▶ **PASSAGE FOR REVIEW**:
----
Interestingly, the impacts of SP frequency, as well as type, vary among subgroups. For example, the impact of daily IWF, occasional MCCC, and weekly DFQ is significant for those aged < 65 years but not for those aged ≥ 65 years. This difference may be due to the intrinsic property or the irreversible trend of high levels of frailty among older adults aged ≥ 65 years and above, which will be increasingly difficult to control. In addition, the differences in the results for adults in rural and urban areas may be due to the variance in social resources and the stability of social networks. For example, daily IWF is significant in rural but not urban residents, whereas occasional IWF is significant in urban but not rural residents. The potential underlying reasons may be that the social network among rural residents is limited but strong and stable. Nevertheless, the social network among urban residents is relatively weaken. Due to sensitivity from a perception of non-existence to existence for urban respondents, their frailty status is more sensitive to occasional IWF than the rural respondents [22, 58]. Furthermore, variances also existed between male and female respondents. Specifically, female respondents are more sensitive to daily IWF, occasional MCCC, and daily DFQ, which may be due to gender differences in terms of personality, preferences for social interaction, and internal frailty risks [59, 60].
----
▶ **INFORMATION**:
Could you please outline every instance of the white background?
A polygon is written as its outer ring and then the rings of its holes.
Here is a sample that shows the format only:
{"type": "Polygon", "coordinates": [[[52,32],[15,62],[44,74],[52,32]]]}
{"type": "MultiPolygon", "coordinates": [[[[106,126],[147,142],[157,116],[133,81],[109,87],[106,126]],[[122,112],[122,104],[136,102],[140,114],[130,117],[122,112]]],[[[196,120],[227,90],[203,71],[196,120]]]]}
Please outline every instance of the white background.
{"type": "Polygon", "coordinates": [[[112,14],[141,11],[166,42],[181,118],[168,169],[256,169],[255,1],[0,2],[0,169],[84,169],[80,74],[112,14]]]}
----
▶ **DESCRIPTION OF THE TASK**: Continue the passage on social participation and frailty from its last sentence. The items have no connection to the passage on social participation and frailty.

▶ **TASK OUTPUT**:
This study provided evidence of the negative association between SP and frailty, which has several implications for healthy ageing strategies. This study employed a nationwide representative database and employed high-quality microdata among middle-aged and older populations. Furthermore, it utilized cohort analysis and different statistical models and comprehensive subgroup analysis. The results suggested other accurate intervention strategies and directions for further prospective mechanism research. Encourageing SP, building esthetic, walkable, and cohesive neighborhood, and providing additional materials and organizational bases for diversified social activities are urgent initiatives for decreasing the risk of frailty for the older population [61].

This study has several limitations. First, the inherent limitations of a retrospective study indicate that the relationship between SP and frailty requires a definitive validation in prospective studies. Second, the study acknowledges the existence of recall bias, because information was self-reported. For example, the indexes associated with physical function and mental health were the main constituent elements of frailty. However, a self-rated level may differ from that of reality. Third, respondents who became frail but died before 2018 have not been included our analysis. Given frailty is associated with mortality, excluding them may introduce a survival bias. Finally, the frailty index covers numerous indicators. During the interview process, many indicators are observed missing among the participants, which led to sample loss. Nevertheless, we applied the cohort design and conducted several sensitivity analyses to overcome this bias.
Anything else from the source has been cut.